* Records from a data collection

§

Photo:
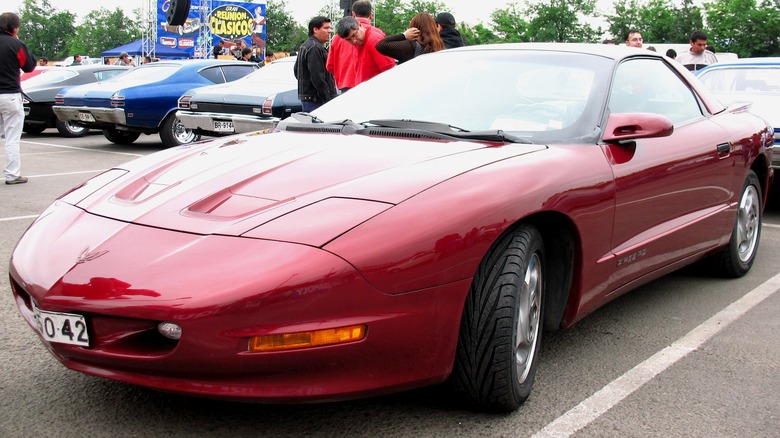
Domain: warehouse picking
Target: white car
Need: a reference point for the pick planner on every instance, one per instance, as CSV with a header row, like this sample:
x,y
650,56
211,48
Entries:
x,y
755,80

§

* What you have to do
In the entries above, rename "white car" to "silver car" and leave every other line as it is. Omit the pictures from your answer.

* The solution
Photo:
Domain: warehouse picking
Target: silver car
Need: a reference point for the pick planner on every instance, one per instance, as CSV with a header row, like this sample:
x,y
650,56
211,48
Entries:
x,y
755,80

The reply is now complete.